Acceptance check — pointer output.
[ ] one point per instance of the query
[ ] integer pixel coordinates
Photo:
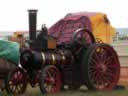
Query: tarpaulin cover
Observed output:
(96, 22)
(64, 28)
(100, 25)
(10, 51)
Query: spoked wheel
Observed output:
(16, 81)
(83, 36)
(50, 80)
(101, 67)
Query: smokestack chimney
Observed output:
(32, 24)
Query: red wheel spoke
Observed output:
(103, 68)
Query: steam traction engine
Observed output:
(51, 65)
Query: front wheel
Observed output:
(16, 81)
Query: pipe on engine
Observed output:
(32, 24)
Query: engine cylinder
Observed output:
(35, 60)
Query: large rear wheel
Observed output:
(100, 67)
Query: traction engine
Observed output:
(50, 65)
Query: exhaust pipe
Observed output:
(32, 24)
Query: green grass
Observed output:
(36, 92)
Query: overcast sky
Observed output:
(14, 16)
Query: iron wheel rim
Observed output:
(16, 82)
(103, 67)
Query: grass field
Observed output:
(36, 92)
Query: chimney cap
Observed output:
(32, 10)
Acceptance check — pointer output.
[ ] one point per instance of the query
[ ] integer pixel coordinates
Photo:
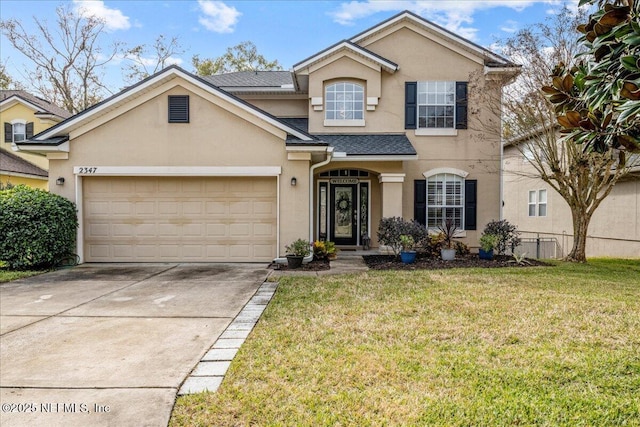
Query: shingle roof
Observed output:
(45, 105)
(11, 163)
(382, 144)
(370, 144)
(255, 79)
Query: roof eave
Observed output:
(344, 157)
(158, 79)
(385, 64)
(41, 147)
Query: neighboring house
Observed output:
(391, 122)
(24, 115)
(16, 170)
(539, 211)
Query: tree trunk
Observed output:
(581, 221)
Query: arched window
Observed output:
(344, 101)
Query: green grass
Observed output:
(8, 275)
(519, 346)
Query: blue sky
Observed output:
(288, 31)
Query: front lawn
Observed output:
(538, 346)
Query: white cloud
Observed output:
(509, 26)
(219, 17)
(455, 16)
(114, 19)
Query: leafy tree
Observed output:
(6, 82)
(242, 57)
(68, 58)
(146, 60)
(584, 178)
(598, 98)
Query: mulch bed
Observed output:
(389, 262)
(315, 265)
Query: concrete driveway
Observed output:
(111, 344)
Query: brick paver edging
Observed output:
(209, 372)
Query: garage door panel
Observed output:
(179, 219)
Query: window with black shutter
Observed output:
(178, 109)
(29, 130)
(410, 106)
(8, 132)
(436, 105)
(461, 105)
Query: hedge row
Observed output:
(38, 228)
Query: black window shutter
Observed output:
(461, 105)
(410, 105)
(29, 130)
(470, 203)
(178, 109)
(8, 132)
(420, 201)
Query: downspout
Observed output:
(283, 260)
(311, 172)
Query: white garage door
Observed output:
(179, 219)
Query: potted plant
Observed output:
(407, 254)
(332, 251)
(296, 252)
(324, 250)
(488, 243)
(448, 230)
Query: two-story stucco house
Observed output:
(24, 115)
(234, 167)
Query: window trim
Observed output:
(169, 110)
(537, 203)
(344, 122)
(426, 104)
(461, 178)
(15, 122)
(545, 203)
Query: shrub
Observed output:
(461, 248)
(38, 228)
(488, 242)
(391, 228)
(299, 247)
(507, 235)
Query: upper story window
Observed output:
(436, 104)
(537, 203)
(344, 104)
(436, 107)
(445, 200)
(18, 130)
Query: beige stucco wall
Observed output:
(214, 137)
(284, 106)
(423, 56)
(615, 226)
(22, 112)
(18, 180)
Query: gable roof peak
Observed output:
(349, 45)
(491, 59)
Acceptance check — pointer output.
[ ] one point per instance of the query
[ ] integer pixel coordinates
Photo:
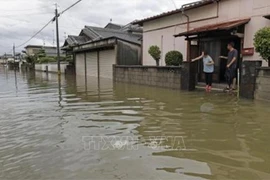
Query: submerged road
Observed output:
(77, 129)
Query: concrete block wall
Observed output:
(262, 91)
(51, 67)
(163, 76)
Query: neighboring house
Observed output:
(207, 24)
(96, 49)
(49, 50)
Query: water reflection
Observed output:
(42, 125)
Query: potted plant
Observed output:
(262, 43)
(155, 52)
(174, 58)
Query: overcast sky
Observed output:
(20, 19)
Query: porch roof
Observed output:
(215, 27)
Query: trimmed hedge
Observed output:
(174, 58)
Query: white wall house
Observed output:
(160, 30)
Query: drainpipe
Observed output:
(188, 42)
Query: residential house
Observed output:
(49, 50)
(207, 24)
(96, 49)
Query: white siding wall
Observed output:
(106, 61)
(80, 64)
(91, 64)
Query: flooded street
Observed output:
(69, 130)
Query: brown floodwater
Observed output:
(80, 129)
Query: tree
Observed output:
(174, 58)
(262, 43)
(155, 52)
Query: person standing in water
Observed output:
(231, 70)
(208, 69)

----------

How to complete this task >> Should any entry above carry a picture, omit it and repeat everything else word for word.

Response below >>
Acceptance check — pointer output.
[ ] one point per instance of the query
[ ] integer pixel coordinates
Photo:
Query: tarpaulin cover
Observed output:
(96, 22)
(64, 28)
(100, 25)
(10, 51)
Query: spoked wheel
Observed output:
(16, 81)
(83, 36)
(50, 80)
(101, 67)
Query: smokestack chimney
Observed output:
(32, 24)
Query: red wheel spoke
Observed output:
(103, 68)
Query: steam traction engine
Observed output:
(51, 65)
Query: front wheel
Observed output:
(16, 81)
Query: pipe on engine
Observed output:
(32, 24)
Query: engine cylinder
Observed output:
(35, 60)
Query: large rear wheel
Observed output:
(100, 67)
Query: traction engine
Observed output:
(50, 65)
Query: exhaust pipe
Observed output:
(32, 24)
Query: green grass
Observed output:
(36, 92)
Query: overcast sky
Observed output:
(14, 16)
Query: iron wheel rim
Observed output:
(16, 82)
(103, 67)
Query: grass field
Observed output:
(36, 92)
Query: chimney cap
Observed output:
(32, 10)
Acceptance check — pointer output.
[ ] one point per instance of the query
[ ] integer pixel coordinates
Photo:
Query: shingle roof
Observed output:
(45, 105)
(11, 163)
(382, 144)
(370, 144)
(255, 79)
Query: roof eave
Observed output:
(344, 157)
(158, 79)
(385, 64)
(41, 147)
Query: neighboring house
Observed output:
(391, 122)
(24, 115)
(16, 170)
(539, 211)
Query: tree trunk
Observed output:
(581, 221)
Query: arched window
Observed output:
(344, 101)
Query: green grass
Observed output:
(8, 275)
(519, 346)
Query: blue sky
Observed output:
(288, 31)
Query: front lawn
Observed output:
(538, 346)
Query: white cloud
Observed output:
(509, 26)
(219, 17)
(455, 16)
(114, 19)
Query: leafy tree
Observed output:
(6, 82)
(242, 57)
(68, 58)
(146, 60)
(584, 178)
(598, 98)
Query: mulch bed
Observed output:
(389, 262)
(315, 265)
Query: concrete driveway
Observed output:
(111, 344)
Query: brick paver edging
Observed output:
(209, 372)
Query: garage door panel
Observed output:
(179, 219)
Query: window with black shutter
Observed output:
(178, 109)
(29, 130)
(410, 106)
(8, 132)
(436, 105)
(461, 105)
Query: hedge row
Observed output:
(38, 228)
Query: black window shutter
Observed output:
(461, 105)
(410, 105)
(29, 130)
(470, 203)
(178, 109)
(8, 132)
(420, 201)
Query: downspout
Observed output:
(283, 260)
(311, 172)
Query: white garage door
Observed output:
(179, 219)
Query: potted plant
Observed output:
(407, 254)
(332, 251)
(296, 252)
(324, 250)
(488, 243)
(448, 230)
Query: two-story stucco house
Observed output:
(24, 115)
(234, 167)
Query: window trim
Observed output:
(169, 110)
(537, 203)
(344, 122)
(426, 104)
(461, 178)
(15, 122)
(545, 203)
Query: shrub
Observed output:
(461, 248)
(38, 228)
(488, 242)
(391, 228)
(299, 247)
(507, 235)
Query: upper story window
Observed output:
(436, 104)
(537, 203)
(344, 104)
(436, 107)
(445, 200)
(18, 130)
Query: beige stucco wall
Observed output:
(214, 137)
(284, 106)
(423, 56)
(615, 226)
(22, 112)
(18, 180)
Query: gable roof peak
Observed output:
(349, 45)
(491, 59)
Acceptance check — pointer output.
[ ] one point per instance of the query
[ ] integer pixel coordinates
Photo:
Query: submerged road
Observed output:
(77, 129)
Query: concrete block wall
Observed output:
(262, 91)
(51, 67)
(163, 76)
Query: neighboring house
Observed output:
(207, 24)
(96, 49)
(49, 50)
Query: water reflection
Observed output:
(42, 125)
Query: potted plant
Observed output:
(262, 43)
(155, 52)
(174, 58)
Query: overcast sky
Observed output:
(20, 19)
Query: porch roof
Observed output:
(215, 27)
Query: trimmed hedge
Observed output:
(174, 58)
Query: white wall house
Observed output:
(160, 30)
Query: drainpipe
Observed output:
(188, 42)
Query: residential house
Observed output:
(49, 50)
(207, 24)
(96, 49)
Query: white siding wall
Observed output:
(106, 61)
(80, 64)
(91, 64)
Query: flooded street
Observed output:
(69, 130)
Query: brown floodwater
Observed output:
(80, 129)
Query: tree
Observed output:
(174, 58)
(262, 43)
(155, 52)
Query: person standing in water
Observed output:
(231, 70)
(208, 69)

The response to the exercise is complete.